• _Records provided_

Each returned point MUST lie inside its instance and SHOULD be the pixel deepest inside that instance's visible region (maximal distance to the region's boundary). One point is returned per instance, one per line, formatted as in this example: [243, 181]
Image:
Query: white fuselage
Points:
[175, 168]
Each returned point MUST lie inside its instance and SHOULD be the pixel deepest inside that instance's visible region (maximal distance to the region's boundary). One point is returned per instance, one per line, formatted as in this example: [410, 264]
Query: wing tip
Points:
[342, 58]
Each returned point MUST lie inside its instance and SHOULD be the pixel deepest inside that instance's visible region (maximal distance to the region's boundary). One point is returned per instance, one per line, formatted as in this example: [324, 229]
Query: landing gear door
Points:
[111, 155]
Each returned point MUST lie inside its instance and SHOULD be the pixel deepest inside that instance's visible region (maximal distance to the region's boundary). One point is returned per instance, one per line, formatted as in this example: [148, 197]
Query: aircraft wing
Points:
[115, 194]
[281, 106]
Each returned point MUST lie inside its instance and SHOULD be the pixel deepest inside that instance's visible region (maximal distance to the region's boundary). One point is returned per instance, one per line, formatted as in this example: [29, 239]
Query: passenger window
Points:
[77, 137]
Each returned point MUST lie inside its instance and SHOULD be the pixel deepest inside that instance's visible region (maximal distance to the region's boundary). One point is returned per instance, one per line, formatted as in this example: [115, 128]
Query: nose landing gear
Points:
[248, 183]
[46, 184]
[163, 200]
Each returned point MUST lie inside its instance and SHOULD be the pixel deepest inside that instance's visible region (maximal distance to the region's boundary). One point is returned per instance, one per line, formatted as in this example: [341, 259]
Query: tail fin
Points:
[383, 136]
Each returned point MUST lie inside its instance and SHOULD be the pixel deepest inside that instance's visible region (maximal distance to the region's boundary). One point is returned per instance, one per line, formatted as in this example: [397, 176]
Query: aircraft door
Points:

• _Exercise aim_
Everything in the records above should be written out again exactly.

• _Task result_
Each returned point MUST lie inside its instance and SHOULD be the pixel deepest inside that instance's visible region (maximal distance to the region's boundary). One point is returned per instance, one per line, formatted as in this example: [243, 181]
Image:
Query: white fuselage
Points:
[175, 168]
Each returned point MUST lie inside its instance and SHOULD be the pixel deepest inside that instance's visible region (maximal distance to the region's boundary). One point is returned per instance, one per line, formatted as in this example: [410, 264]
Query: wing tip
Points:
[342, 58]
Each returned point MUST lie inside its instance and SHOULD be the pixel deepest inside that instance's visible region (maximal distance to the region's boundary). One point is returned per instance, one per line, formatted as in this example: [324, 229]
Query: landing gear door
Points:
[111, 155]
Each returned point MUST lie inside its instance and SHOULD be the pixel deepest inside that instance's visible region (maximal distance to the region's boundary). One point is returned per instance, one per line, formatted as in this example: [148, 197]
Query: aircraft wing
Points:
[115, 194]
[281, 106]
Each returned point MUST lie inside its instance and SHOULD be the pixel deepest inside that instance's visible region (maximal distance to the region's boundary). One point is returned per instance, one per line, formatted as in this example: [29, 239]
Query: passenger window
Points:
[77, 137]
Each returned point MUST lie inside its instance and SHOULD be the pixel deepest inside that instance's visible region (maximal distance to the region's boundary). One point is returned per instance, one per line, formatted as in this example: [115, 128]
Query: nose landing gear
Points:
[248, 183]
[46, 184]
[163, 200]
Each returned point MUST lie inside its instance and SHOULD be the pixel deepest inside that instance's visible region (maximal distance to the region's boundary). One point is returned per instance, one per line, formatted as in this example: [341, 259]
Query: tail fin
Points:
[383, 136]
Each returned point MUST lie inside its instance and SHOULD be the pixel deepest inside that instance's visible region (maximal distance to the region's boundary). One point is returned per instance, one per line, formatted as in this example: [397, 176]
Query: aircraft door
Points:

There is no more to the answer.